Document extract:
Preparing for an unknown future

The only thing we can be sure of is that existing trends will not continue into the far future. This casts serious doubt on the use of a single reference scenario. The fundamental uncertainties related to the long term future make questions about future developments only to be answered by using scenarios. Scenarios can be seen as conceivable and consistent stories of the future. Those scenarios refer only to long-term, structural developments driven by fundamental changes. Developments in the short term, like fluctuations of the price of oil, are not taken into account. Although those developments are not the subject of this analysis, we realise that short term fluctuations in production or consumption can have major effects on prices and hence on the economy. The same holds for macroeconomic policies in the short term dedicated to mitigate economic consequences of environmental policies. Those short term effects are not part of our analysis, which does not mean that they are negligible.

Why should CPB and RIVM-MNP develop global scenarios?

Entries supplied:
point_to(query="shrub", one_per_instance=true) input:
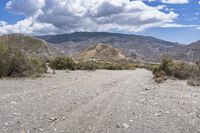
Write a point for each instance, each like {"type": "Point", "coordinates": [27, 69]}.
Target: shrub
{"type": "Point", "coordinates": [182, 70]}
{"type": "Point", "coordinates": [89, 65]}
{"type": "Point", "coordinates": [62, 63]}
{"type": "Point", "coordinates": [15, 64]}
{"type": "Point", "coordinates": [167, 66]}
{"type": "Point", "coordinates": [179, 70]}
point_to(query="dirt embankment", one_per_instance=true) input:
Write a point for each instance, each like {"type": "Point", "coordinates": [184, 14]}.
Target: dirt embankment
{"type": "Point", "coordinates": [98, 102]}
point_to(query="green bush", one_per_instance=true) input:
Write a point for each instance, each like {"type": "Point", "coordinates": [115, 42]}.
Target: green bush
{"type": "Point", "coordinates": [182, 70]}
{"type": "Point", "coordinates": [167, 66]}
{"type": "Point", "coordinates": [15, 64]}
{"type": "Point", "coordinates": [89, 65]}
{"type": "Point", "coordinates": [179, 70]}
{"type": "Point", "coordinates": [62, 63]}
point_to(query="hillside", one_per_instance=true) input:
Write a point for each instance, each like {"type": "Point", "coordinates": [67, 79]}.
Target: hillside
{"type": "Point", "coordinates": [100, 52]}
{"type": "Point", "coordinates": [146, 48]}
{"type": "Point", "coordinates": [189, 53]}
{"type": "Point", "coordinates": [31, 46]}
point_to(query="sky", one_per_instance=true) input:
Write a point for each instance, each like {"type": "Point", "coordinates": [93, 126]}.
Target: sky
{"type": "Point", "coordinates": [171, 20]}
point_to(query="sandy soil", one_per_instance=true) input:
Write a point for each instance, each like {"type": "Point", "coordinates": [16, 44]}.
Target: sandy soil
{"type": "Point", "coordinates": [98, 102]}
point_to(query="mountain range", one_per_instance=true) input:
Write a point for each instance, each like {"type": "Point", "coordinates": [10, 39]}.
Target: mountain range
{"type": "Point", "coordinates": [146, 48]}
{"type": "Point", "coordinates": [143, 48]}
{"type": "Point", "coordinates": [31, 46]}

Objective:
Decide whether each statement below agrees with the passage on preparing for an unknown future, answering yes or no and quoting the words of the passage that settle it.
1. The scenarios take short-term developments, such as swings in the price of oil, into account.
2. Scenarios are described as conceivable and consistent stories of the future.
3. Short-term effects are left out of the analysis because they are negligible.
The records can be left aside; nothing here depends on them.

Reply to the task:
1. No: "Developments in the short term, like fluctuations of the price of oil, are not taken into account."
2. Yes: "Scenarios can be seen as conceivable and consistent stories of the future."
3. No: "Those short term effects are not part of our analysis, which does not mean that they are negligible."